:: BLOCCO DI TESTO

A primavera poi, sarebbe da sempre la stagione più appropriata e il cambiamento climatico che sta riproducendo un freddo da gennaio non ne compromette l’esecuzione, le iniziative si moltiplicano: a Firenze, a Urbino, in Umbria o nel Lazio è un fervore di “Codytrip”, così si chiamano, le “gite culturali che premettono di viaggiare anche quando non si può”.
A cercare notizie in rete, dove è stata confinata pure l’indagine e l’investigazione giornalistica da prima del Covid, prefigurando una informazione agile e a distanza, seduti davanti al desk, si capisce che la trovata potrebbe essere nata proprio nella ventosa Urbino, meta di uno dei più propagandati pellegrinaggi dalla cameretta coi letti a castello, grazie all’impegno di un’organizzazione, Codemoc net, nata per offrire – mica pizza e fichi- “supporto ad una rete di insegnanti interessati ad incrementare e condividere le proprie competenze ed esperienze nell’ambito delle applicazioni didattiche del pensiero computazionale” anche in classe e attraverso “la pratica del coding” e di nuovi strumenti di cambiamento dal basso.
Ecco adesso avete sicuramente capito di cosa si tratta e potrete essere grati a questo circuito che agisce sotto l’ombrello della locale Università, per la determinazione con cui intende promuovere “l’innovazione partendo dalle competenze”, dando vita “ad una comunità di apprendimento e di pratica che ad oggi coinvolge più di 30.000 insegnanti e, per loro tramite, a centinaia di migliaia di ragazzi”, fortunati, c’è da dire, tanto da essere equipaggiati dell’attrezzatura negata alla maggioranza degli studenti.

::::

— ISTRUZIONI DEL COMPITO —
Modifica il testo sui Codytrip riportandone la parte che comincia con "A cercare notizie" e termina con "cambiamento dal basso.", sostituendo "ventosa" con "piovosa". I record che seguono non sono necessari.

:: CONTENUTO DEL DATASET

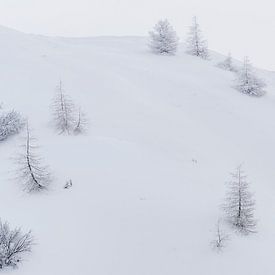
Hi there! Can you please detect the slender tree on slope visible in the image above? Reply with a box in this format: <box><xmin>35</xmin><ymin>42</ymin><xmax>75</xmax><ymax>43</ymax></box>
<box><xmin>0</xmin><ymin>220</ymin><xmax>34</xmax><ymax>269</ymax></box>
<box><xmin>149</xmin><ymin>19</ymin><xmax>179</xmax><ymax>55</ymax></box>
<box><xmin>52</xmin><ymin>81</ymin><xmax>75</xmax><ymax>134</ymax></box>
<box><xmin>186</xmin><ymin>16</ymin><xmax>209</xmax><ymax>59</ymax></box>
<box><xmin>74</xmin><ymin>108</ymin><xmax>87</xmax><ymax>135</ymax></box>
<box><xmin>17</xmin><ymin>124</ymin><xmax>51</xmax><ymax>192</ymax></box>
<box><xmin>223</xmin><ymin>166</ymin><xmax>256</xmax><ymax>234</ymax></box>
<box><xmin>235</xmin><ymin>57</ymin><xmax>266</xmax><ymax>97</ymax></box>
<box><xmin>0</xmin><ymin>111</ymin><xmax>25</xmax><ymax>141</ymax></box>
<box><xmin>211</xmin><ymin>219</ymin><xmax>229</xmax><ymax>251</ymax></box>
<box><xmin>217</xmin><ymin>53</ymin><xmax>237</xmax><ymax>72</ymax></box>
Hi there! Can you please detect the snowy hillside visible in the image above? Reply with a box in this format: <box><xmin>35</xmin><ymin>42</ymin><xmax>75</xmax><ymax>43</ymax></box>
<box><xmin>0</xmin><ymin>27</ymin><xmax>275</xmax><ymax>275</ymax></box>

::::

— RISPOSTA AL COMPITO —
A cercare notizie in rete, dove è stata confinata pure l’indagine e l’investigazione giornalistica da prima del Covid, prefigurando una informazione agile e a distanza, seduti davanti al desk, si capisce che la trovata potrebbe essere nata proprio nella piovosa Urbino, meta di uno dei più propagandati pellegrinaggi dalla cameretta coi letti a castello, grazie all’impegno di un’organizzazione, Codemoc net, nata per offrire – mica pizza e fichi- “supporto ad una rete di insegnanti interessati ad incrementare e condividere le proprie competenze ed esperienze nell’ambito delle applicazioni didattiche del pensiero computazionale” anche in classe e attraverso “la pratica del coding” e di nuovi strumenti di cambiamento dal basso.